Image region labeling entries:
# # # # #

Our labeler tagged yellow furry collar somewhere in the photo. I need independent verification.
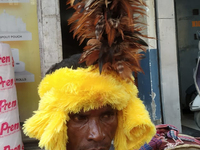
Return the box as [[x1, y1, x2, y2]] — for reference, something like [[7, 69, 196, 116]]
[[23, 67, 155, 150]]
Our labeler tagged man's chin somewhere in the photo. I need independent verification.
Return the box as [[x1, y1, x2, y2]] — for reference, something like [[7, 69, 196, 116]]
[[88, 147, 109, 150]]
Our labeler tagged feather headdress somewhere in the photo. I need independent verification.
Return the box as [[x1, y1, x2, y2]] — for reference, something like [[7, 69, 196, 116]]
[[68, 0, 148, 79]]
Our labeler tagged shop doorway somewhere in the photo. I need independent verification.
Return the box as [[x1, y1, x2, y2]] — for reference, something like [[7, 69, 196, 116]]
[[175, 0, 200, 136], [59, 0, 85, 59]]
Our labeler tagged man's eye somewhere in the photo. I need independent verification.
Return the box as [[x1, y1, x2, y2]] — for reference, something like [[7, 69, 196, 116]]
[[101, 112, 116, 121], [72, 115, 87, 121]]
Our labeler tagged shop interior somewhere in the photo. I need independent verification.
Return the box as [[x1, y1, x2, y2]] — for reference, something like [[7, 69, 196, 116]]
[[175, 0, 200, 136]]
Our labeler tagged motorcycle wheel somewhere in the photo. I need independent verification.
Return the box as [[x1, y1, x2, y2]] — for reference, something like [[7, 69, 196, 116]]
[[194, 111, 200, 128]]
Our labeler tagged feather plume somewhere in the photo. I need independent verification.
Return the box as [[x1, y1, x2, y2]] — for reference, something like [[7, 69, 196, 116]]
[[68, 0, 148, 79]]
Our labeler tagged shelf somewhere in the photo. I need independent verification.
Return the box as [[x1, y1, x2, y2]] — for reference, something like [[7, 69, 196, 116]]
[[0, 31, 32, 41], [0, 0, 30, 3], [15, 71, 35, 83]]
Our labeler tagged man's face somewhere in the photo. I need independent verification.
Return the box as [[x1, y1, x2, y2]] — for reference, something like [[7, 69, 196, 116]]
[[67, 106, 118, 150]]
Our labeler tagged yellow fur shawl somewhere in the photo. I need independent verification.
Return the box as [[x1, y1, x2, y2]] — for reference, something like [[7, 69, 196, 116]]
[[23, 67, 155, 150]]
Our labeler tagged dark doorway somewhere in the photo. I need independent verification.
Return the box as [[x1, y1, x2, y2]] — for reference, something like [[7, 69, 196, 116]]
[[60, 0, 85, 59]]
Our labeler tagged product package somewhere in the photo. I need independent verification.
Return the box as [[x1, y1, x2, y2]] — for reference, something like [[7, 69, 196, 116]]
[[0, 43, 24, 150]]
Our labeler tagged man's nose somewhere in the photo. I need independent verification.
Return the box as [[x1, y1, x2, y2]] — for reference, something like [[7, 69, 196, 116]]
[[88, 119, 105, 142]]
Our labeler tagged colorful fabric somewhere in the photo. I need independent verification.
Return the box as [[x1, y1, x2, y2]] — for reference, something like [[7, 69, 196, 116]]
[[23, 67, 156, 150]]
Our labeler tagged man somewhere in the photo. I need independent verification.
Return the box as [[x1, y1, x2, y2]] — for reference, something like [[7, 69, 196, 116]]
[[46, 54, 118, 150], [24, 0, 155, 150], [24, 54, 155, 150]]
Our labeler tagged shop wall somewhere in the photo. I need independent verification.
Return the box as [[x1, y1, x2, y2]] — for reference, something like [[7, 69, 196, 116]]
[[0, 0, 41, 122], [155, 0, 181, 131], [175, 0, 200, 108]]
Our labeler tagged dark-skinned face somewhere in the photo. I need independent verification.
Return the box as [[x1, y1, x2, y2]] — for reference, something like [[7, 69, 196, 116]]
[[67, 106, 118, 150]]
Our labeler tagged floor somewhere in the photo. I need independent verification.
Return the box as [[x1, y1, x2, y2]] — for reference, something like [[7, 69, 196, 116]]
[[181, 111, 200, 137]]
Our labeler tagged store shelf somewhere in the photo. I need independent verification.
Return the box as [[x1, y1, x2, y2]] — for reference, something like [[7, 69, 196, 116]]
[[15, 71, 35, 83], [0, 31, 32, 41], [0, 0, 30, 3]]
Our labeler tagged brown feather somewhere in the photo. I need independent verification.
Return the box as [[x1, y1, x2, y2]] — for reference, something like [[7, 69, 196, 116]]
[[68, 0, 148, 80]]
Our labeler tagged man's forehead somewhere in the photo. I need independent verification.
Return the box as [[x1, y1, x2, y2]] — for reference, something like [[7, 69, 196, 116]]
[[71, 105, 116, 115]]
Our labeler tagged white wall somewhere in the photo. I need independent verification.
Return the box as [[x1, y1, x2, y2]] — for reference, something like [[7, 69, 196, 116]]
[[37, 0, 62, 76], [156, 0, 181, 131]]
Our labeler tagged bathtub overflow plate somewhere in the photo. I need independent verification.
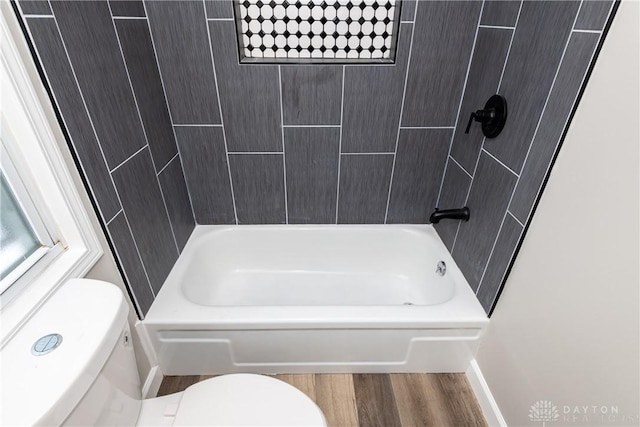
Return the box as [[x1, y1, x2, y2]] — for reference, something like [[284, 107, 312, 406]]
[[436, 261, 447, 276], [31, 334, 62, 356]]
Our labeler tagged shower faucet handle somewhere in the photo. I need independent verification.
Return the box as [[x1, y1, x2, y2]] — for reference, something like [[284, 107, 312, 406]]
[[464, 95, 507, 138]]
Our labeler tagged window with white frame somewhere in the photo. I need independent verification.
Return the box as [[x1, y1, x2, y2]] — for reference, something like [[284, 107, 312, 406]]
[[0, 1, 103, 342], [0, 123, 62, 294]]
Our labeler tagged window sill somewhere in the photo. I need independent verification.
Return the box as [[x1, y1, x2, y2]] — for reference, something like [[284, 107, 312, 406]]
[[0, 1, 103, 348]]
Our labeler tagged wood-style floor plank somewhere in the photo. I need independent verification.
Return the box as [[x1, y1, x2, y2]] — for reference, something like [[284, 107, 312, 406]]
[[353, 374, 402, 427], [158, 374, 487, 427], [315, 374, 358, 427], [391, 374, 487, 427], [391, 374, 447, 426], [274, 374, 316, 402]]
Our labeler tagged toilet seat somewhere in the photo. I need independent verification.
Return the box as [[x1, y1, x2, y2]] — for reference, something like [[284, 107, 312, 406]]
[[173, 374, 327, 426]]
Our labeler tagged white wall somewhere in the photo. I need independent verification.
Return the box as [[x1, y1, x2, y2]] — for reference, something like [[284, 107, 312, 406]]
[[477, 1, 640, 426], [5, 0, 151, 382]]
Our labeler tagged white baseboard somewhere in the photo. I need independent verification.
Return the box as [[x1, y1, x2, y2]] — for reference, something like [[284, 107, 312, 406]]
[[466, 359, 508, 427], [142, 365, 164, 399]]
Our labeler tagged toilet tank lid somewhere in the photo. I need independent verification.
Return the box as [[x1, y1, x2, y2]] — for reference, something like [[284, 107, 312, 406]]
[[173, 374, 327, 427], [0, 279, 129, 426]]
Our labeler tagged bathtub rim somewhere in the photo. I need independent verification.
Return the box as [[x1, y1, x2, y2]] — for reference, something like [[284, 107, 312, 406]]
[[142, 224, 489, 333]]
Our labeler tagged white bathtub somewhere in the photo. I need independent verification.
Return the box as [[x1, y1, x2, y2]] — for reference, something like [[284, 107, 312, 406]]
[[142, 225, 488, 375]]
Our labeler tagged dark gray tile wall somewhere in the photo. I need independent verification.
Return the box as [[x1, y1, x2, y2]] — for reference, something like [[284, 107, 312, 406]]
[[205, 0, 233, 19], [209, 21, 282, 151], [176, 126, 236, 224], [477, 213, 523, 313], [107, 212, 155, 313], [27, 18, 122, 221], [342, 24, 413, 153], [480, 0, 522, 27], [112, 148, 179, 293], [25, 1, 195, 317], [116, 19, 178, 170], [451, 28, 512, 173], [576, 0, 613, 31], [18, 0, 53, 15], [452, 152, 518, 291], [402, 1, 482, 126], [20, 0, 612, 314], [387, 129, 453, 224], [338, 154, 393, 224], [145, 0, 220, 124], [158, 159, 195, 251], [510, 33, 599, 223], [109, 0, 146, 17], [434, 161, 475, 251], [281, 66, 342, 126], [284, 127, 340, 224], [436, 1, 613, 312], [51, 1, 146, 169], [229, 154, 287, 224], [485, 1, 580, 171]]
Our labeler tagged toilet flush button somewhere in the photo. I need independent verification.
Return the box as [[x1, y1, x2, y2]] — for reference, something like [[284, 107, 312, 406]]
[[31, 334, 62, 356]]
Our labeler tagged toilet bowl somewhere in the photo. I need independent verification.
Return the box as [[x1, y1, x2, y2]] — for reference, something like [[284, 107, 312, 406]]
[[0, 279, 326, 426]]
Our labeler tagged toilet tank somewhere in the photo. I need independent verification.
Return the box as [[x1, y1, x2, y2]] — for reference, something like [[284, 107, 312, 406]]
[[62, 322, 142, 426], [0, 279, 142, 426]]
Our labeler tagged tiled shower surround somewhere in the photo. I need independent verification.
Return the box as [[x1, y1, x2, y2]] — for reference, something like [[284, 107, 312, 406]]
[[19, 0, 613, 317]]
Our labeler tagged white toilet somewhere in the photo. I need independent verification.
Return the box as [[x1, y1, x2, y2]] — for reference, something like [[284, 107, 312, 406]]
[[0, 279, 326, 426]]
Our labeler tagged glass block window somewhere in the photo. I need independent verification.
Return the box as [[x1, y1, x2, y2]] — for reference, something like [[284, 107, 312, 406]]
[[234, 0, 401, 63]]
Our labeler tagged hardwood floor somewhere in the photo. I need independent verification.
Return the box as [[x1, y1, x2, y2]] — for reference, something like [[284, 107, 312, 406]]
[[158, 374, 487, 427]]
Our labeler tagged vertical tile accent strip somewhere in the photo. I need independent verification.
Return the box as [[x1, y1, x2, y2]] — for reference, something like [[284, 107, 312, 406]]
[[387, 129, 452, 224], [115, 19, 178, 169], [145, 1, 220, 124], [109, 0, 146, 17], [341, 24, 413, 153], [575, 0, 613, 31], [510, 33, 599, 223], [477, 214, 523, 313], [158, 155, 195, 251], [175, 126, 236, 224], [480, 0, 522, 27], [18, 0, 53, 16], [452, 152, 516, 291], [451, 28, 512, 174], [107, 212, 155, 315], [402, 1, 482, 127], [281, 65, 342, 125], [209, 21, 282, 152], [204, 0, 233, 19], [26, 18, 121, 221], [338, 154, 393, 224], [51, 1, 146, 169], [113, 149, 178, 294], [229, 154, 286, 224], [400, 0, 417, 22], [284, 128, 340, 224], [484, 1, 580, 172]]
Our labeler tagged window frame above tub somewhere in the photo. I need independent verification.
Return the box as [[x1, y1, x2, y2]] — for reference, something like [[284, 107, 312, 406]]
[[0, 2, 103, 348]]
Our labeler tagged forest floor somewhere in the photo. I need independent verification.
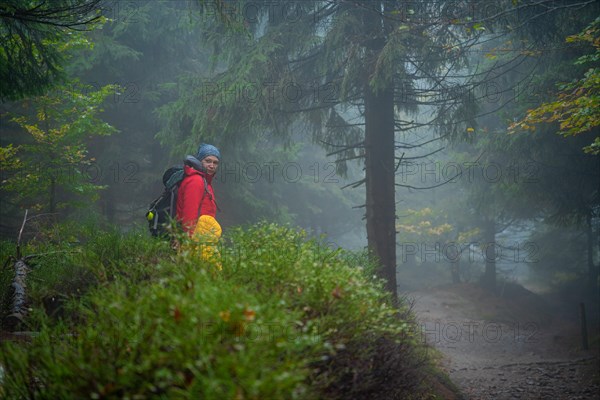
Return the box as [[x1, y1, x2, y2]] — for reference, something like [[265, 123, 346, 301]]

# # # # #

Task to carry out:
Update the entries starting from the first one and going on through the line with "[[88, 147, 109, 150]]", changing every "labeler" to "annotator" and keeping everything else unchanged. Leave the pictures out of your answer.

Complete output:
Our annotator tagged yellow furry collar somewhere in the photo. I need independent verification.
Return the box as [[x1, y1, x2, y2]] — for reference, something like [[7, 69, 196, 116]]
[[23, 67, 155, 150]]
Our annotator tagged man's chin somewhere in the photo. I need independent verification.
Return the box as [[x1, y1, x2, y2]] — for reference, something like [[7, 69, 196, 116]]
[[88, 147, 109, 150]]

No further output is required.